Task prompt: Report only the number of lines in the entries below that hold the word "sock".

══ Given data

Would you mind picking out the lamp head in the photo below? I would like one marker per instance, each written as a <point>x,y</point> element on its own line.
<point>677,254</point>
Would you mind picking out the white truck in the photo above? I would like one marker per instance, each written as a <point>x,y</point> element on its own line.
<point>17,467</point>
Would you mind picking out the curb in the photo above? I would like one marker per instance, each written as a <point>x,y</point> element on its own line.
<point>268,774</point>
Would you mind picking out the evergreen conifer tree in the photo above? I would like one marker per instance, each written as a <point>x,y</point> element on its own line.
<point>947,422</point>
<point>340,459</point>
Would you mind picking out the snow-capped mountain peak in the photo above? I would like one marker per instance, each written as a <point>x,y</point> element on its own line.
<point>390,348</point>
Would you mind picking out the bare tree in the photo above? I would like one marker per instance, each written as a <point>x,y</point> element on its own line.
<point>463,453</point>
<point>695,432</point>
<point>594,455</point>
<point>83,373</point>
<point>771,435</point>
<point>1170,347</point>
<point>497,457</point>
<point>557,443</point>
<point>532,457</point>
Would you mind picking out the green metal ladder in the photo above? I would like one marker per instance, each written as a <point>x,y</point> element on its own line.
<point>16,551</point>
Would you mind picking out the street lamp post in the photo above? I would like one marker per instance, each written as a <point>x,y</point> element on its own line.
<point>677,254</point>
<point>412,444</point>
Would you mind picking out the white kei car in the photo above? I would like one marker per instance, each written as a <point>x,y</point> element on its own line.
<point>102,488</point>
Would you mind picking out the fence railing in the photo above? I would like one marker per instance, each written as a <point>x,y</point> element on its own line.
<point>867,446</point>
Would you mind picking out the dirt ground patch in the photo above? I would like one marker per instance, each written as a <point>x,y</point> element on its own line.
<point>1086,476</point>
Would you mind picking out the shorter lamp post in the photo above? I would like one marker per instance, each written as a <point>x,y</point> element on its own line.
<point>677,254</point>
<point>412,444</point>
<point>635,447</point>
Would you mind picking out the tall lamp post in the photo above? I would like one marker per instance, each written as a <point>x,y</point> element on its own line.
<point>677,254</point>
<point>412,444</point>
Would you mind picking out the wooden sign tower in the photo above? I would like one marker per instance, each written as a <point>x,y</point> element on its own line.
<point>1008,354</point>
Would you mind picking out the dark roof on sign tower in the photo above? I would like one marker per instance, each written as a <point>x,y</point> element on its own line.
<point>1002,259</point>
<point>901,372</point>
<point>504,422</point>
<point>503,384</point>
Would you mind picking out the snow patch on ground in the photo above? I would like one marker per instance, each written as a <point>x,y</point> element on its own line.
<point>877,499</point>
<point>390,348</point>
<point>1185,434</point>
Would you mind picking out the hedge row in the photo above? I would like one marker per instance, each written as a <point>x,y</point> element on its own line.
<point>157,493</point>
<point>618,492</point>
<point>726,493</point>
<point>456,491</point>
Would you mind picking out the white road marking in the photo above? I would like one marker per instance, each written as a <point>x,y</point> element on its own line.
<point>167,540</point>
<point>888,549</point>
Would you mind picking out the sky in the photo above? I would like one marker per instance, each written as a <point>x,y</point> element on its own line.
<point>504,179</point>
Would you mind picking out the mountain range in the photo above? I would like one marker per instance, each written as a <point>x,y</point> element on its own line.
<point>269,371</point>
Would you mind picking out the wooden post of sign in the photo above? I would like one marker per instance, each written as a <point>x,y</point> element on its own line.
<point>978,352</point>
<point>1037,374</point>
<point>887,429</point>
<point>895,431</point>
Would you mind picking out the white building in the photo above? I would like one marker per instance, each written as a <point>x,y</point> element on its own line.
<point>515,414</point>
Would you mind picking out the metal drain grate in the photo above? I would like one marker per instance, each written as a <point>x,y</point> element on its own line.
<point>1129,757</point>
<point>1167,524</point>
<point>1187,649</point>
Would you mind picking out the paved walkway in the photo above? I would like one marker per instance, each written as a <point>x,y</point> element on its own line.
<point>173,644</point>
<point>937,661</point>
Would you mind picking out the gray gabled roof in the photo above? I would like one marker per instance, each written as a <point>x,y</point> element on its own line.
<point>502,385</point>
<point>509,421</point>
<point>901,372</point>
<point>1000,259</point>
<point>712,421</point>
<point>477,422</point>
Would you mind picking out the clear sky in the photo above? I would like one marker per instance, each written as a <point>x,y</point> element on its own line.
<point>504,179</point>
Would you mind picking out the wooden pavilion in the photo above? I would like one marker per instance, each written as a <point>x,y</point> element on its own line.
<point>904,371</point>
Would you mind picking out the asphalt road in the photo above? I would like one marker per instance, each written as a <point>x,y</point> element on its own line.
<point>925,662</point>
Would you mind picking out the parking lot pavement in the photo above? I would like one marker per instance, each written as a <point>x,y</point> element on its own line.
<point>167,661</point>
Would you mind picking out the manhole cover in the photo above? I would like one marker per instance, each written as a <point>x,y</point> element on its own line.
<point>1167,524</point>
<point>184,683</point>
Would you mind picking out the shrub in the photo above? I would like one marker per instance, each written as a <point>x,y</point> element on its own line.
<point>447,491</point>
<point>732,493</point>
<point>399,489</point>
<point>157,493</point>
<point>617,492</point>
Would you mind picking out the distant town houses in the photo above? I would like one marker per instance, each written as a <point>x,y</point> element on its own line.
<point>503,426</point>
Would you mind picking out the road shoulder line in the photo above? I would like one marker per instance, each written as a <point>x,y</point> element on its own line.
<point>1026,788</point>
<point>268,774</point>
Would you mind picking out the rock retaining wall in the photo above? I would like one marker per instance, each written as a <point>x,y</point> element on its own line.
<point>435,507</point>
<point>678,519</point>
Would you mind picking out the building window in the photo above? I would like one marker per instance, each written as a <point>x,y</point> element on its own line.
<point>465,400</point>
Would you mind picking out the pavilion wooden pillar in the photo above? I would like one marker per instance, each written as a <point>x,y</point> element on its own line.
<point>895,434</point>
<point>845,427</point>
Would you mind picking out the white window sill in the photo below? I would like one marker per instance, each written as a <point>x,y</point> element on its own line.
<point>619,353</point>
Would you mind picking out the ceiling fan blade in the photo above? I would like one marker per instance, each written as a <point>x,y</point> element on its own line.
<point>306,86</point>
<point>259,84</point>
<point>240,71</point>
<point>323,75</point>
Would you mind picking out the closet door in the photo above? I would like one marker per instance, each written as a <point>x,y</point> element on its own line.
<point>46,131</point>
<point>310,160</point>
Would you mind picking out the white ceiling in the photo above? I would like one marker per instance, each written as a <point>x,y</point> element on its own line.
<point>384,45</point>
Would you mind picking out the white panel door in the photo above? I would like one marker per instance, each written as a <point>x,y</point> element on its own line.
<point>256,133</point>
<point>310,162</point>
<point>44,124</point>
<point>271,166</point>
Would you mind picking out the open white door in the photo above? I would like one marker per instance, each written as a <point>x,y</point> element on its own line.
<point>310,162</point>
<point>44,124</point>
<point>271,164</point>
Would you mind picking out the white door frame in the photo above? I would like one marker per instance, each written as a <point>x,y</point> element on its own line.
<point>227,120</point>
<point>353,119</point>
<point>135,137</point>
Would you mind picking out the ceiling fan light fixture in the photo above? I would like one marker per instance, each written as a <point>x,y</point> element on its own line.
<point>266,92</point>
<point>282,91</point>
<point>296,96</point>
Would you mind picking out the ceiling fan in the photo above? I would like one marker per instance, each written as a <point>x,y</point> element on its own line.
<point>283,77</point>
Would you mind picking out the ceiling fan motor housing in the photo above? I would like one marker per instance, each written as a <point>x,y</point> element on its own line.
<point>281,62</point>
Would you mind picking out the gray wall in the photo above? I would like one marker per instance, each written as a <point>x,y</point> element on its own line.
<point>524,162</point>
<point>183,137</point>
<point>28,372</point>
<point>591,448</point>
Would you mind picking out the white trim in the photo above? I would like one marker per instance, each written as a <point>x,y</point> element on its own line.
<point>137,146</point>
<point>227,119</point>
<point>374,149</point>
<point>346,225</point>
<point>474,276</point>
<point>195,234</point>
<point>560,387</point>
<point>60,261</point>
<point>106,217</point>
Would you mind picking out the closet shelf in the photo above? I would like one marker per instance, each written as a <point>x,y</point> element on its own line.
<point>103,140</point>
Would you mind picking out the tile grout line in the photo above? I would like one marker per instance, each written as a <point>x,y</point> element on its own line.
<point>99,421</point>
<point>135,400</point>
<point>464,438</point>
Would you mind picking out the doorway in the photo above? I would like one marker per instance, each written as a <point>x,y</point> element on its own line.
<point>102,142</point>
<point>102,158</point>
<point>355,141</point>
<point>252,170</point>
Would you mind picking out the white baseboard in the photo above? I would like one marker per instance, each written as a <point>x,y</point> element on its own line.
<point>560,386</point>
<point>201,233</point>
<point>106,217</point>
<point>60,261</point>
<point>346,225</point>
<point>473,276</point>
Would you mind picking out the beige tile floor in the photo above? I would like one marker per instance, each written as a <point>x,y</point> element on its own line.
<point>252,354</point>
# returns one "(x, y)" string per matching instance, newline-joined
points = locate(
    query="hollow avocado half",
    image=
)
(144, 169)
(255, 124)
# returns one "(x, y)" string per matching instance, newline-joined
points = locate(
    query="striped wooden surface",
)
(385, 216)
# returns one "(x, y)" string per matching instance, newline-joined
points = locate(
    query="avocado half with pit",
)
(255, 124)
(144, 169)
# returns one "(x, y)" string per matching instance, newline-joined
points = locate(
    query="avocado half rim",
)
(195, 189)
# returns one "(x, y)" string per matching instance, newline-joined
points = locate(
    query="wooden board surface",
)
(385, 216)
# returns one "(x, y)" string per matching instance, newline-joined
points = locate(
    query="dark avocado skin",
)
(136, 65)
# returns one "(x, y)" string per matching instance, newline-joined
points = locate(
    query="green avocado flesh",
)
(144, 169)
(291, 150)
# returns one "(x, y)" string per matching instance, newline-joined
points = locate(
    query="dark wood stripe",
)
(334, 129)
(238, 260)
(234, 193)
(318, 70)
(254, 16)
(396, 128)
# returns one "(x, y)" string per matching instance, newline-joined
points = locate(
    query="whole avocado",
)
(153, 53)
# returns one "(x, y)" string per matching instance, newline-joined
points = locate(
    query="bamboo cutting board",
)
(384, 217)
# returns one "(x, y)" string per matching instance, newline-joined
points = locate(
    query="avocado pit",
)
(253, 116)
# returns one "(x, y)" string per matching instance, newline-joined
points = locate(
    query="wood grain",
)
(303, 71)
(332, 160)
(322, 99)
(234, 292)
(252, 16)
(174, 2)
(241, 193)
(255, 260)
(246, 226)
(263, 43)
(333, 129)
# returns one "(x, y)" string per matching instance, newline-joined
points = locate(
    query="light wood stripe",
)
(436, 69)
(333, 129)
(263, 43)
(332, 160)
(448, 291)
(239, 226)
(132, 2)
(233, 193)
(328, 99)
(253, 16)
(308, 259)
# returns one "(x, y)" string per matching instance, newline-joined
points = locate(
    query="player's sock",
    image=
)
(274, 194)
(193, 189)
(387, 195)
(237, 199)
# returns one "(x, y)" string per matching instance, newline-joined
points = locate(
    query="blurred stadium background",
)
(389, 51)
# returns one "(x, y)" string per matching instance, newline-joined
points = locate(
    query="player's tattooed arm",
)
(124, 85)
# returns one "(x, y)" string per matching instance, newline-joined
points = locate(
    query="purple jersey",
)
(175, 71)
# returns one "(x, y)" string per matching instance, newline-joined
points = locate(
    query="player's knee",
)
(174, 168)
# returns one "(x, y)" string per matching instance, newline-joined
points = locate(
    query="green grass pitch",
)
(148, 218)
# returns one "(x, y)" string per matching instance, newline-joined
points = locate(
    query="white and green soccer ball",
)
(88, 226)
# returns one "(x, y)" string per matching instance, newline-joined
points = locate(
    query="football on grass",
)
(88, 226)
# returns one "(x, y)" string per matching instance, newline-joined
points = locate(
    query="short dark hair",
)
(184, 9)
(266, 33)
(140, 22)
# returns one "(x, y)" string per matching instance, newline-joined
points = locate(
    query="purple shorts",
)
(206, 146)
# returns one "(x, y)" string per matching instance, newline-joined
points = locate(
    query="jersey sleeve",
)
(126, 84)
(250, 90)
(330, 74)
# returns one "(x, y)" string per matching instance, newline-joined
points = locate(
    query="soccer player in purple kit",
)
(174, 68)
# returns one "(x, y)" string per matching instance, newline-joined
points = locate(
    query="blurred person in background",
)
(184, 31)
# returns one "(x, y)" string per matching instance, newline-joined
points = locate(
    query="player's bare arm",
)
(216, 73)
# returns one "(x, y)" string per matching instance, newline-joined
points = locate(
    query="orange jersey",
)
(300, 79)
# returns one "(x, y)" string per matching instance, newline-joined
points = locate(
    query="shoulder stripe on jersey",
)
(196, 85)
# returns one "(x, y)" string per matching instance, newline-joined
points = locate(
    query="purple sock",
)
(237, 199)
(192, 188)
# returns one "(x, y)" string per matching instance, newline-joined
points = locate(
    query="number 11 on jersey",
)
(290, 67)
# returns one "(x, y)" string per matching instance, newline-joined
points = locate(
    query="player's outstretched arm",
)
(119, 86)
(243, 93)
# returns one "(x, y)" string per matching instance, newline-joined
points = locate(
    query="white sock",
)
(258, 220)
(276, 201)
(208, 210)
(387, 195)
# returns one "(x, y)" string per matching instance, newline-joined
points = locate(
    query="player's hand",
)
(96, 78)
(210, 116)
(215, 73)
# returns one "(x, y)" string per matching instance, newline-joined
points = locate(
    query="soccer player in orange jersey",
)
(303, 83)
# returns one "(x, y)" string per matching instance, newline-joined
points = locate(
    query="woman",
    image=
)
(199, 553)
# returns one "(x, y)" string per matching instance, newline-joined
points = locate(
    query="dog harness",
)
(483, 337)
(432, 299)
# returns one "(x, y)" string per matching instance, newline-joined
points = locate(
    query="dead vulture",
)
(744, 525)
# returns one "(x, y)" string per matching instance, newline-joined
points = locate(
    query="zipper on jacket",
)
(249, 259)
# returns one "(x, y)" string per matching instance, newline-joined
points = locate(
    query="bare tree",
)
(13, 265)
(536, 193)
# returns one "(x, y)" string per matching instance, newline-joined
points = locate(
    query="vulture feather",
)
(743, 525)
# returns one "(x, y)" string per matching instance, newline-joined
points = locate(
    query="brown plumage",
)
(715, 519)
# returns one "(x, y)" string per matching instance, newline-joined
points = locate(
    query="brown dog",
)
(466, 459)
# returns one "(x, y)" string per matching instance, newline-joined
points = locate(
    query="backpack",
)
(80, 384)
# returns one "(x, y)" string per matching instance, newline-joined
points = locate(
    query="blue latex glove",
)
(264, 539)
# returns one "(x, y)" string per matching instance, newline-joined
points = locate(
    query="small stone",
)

════

Answer box: 3